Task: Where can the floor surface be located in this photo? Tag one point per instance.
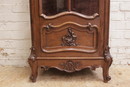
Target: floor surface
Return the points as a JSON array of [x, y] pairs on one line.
[[19, 77]]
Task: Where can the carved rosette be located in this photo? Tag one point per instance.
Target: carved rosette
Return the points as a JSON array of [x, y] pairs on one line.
[[70, 66], [69, 39]]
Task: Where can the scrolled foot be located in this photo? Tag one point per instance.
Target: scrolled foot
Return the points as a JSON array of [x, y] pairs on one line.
[[108, 78], [32, 78]]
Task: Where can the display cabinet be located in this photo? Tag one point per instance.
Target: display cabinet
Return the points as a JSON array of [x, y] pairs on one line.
[[70, 35]]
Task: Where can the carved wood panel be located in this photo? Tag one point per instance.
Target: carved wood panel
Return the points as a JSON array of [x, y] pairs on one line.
[[69, 36], [50, 9]]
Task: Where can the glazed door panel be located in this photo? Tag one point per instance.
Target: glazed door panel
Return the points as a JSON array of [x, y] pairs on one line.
[[69, 36]]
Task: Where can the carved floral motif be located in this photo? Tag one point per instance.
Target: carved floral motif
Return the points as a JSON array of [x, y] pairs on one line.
[[69, 39], [70, 65]]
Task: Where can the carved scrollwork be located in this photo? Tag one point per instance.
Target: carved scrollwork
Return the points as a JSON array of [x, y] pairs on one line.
[[69, 39], [70, 65]]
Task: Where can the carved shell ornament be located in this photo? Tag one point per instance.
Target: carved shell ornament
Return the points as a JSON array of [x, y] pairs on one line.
[[69, 39]]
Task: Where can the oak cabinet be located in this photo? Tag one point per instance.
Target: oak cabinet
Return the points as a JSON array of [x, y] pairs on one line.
[[70, 35]]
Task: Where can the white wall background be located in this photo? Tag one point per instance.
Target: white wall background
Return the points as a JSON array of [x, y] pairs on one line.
[[15, 34]]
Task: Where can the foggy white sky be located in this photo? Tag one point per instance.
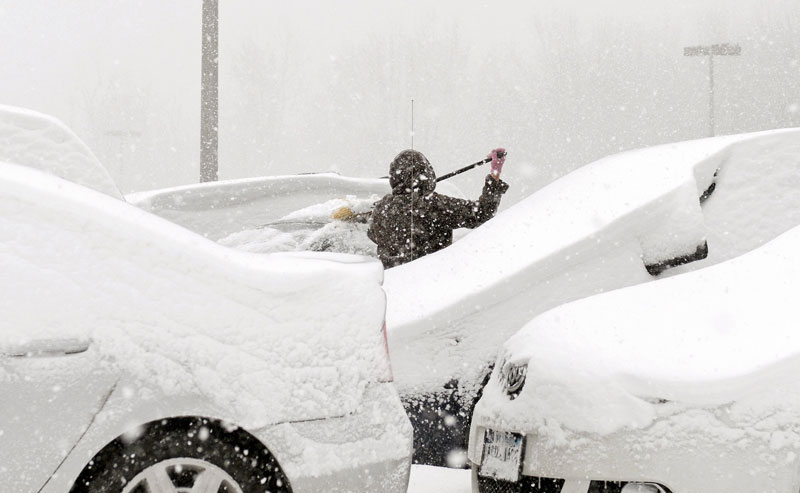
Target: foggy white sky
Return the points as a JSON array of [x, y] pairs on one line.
[[322, 85]]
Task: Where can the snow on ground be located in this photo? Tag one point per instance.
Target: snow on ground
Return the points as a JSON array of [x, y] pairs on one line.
[[586, 233], [171, 307], [41, 142], [429, 479]]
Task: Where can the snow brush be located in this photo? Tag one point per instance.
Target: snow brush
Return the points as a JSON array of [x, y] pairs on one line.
[[346, 214]]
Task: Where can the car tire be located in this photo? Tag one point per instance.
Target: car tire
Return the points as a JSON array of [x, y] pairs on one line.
[[177, 454]]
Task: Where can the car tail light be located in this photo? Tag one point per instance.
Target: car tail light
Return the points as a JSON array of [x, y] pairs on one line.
[[642, 488], [384, 360]]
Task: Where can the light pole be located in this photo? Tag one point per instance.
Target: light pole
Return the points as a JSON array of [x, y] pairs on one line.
[[123, 136], [724, 49], [209, 102]]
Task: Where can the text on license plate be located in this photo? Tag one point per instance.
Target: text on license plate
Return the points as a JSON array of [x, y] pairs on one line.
[[502, 455]]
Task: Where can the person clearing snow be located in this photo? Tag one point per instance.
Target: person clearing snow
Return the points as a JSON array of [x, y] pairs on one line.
[[413, 220]]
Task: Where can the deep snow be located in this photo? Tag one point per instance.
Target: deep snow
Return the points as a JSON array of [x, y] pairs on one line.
[[429, 479], [39, 141], [586, 233], [171, 307], [721, 336]]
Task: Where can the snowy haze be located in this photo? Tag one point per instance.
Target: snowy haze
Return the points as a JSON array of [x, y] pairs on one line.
----------
(EXERCISE REQUIREMENTS) Rewrite all of the items above, swapping every occurrence of "this photo" for "the image" and keeping everything else the same. Omit the pictures from your answer.

(WRITTEN ANSWER)
Task: Where can the floor surface be located in the image? Tag one point per instance.
Target: floor surface
Return the points as a JSON array of [x, y] pairs on one line.
[[19, 77]]
Task: Where can the carved rosette be located in the image? Tag one point per instance.
Target: carved rosette
Return the points as a JSON array of [x, y] pairs on one line.
[[70, 66], [69, 39]]
Task: Where can the scrolled foot be located in the image? Tag one point per instance.
Target: scrolled foot
Return the points as a JSON array of [x, y] pairs on one line.
[[108, 78], [32, 78]]
Task: Where can the display cabinet be located in the image? Tag one point per instance.
Target: display cabinet
Return the points as a JSON array of [x, y] pairs on one line.
[[70, 35]]
Task: Where can the carved wood panel be located in the image? Tag one point per instance.
Target: carved wood panel
Return the points as a JSON array of [x, y] pairs on one line.
[[69, 36], [50, 9]]
Task: Where can the glazed door panel be located in the image? Tag one point per instance.
Target: glazed door panel
Return the points as a JSON array of [x, y] pairs on one line.
[[69, 36]]
Task: Where can the carved floral motif be located in the image? Tag one point per instance.
Target: carved floral motif
Return the points as a JSON array of [x, y] pairs on one line.
[[69, 39], [70, 65]]
Task: Where can the carved scrollwork be located in the image? Tag one point per instance.
Target: carved scrollwork
Return the points as a JSON array of [x, y] pairs on one line.
[[69, 39], [70, 65]]
Task: Where can the carved shell ornament be located in the image? Tag one point per instance.
Target: carved shell ornament
Return the points as a JSON array of [x, y] pairs on one line.
[[69, 39]]
Task: Where can the oak cabinet be located in the image? Tag one point per instance.
Target: oak cabinet
Return the points as a JSON array of [x, y] pairs on one line.
[[70, 35]]
Task: Where can the white wall background be located in the image? Tag one point per instance.
Target: white wall background
Return the points as a JSON array of [x, y] pairs on one line.
[[15, 34]]
Task: Where can the foggy white sky be located in the image? Tag one point per instance.
Target: foggy white sky
Return the points as a JSON array of [x, y] pairs on one line.
[[322, 85]]
Task: Where can the snow on ground be located in the image? Tag one point per instance.
Target: snow on ground
Return the points as a JSON array of [x, y] pairs on one line.
[[586, 233], [171, 307], [41, 142], [429, 479]]
Task: Where can the snow brush be located in the image? Tag one point per instance.
Target: snow brush
Return the points as a JSON array of [x, y] pairs on one line.
[[346, 214]]
Task: Where can the car tire be located in the image? Tag one point per instance.
Target: car tire
Return the points as a JSON array of [x, y] pairs on one line.
[[177, 454]]
Task: Where can the car tail light be located in the image? Tag one point per instance.
Target: car tail light
Return the points as a JSON array of [x, y] pairs on one line.
[[642, 488], [384, 360]]
Task: Where can the light pole be located in the image? Tag one point per instance.
Target: light pole
Return the points as a JSON array of [x, y] pairs on one line.
[[123, 136], [724, 49], [209, 102]]
Task: Where can the text on license plate be located in the image? Tag one point per instance.
Target: text on license plate
Return the points as a JSON array of [x, y] pairs on one line.
[[502, 455]]
Task: Where can the person clearing snow be located in the image? Tag one point per instance.
Target: person clearing snow
Return the points as a JSON array of [x, y] pairs on one line.
[[413, 220]]
Task: Where can the deep snow be located in the image? Tag one point per instance.
Target: deep snow
Return the points as a JSON array of [x, y] pairs on one line.
[[429, 479], [39, 141], [586, 233], [171, 307], [721, 336]]
Task: Where can the snowy haze be located in the image? Tag one point per instance.
Target: snowy haze
Return the points as a JSON array of [x, y] pairs on one line.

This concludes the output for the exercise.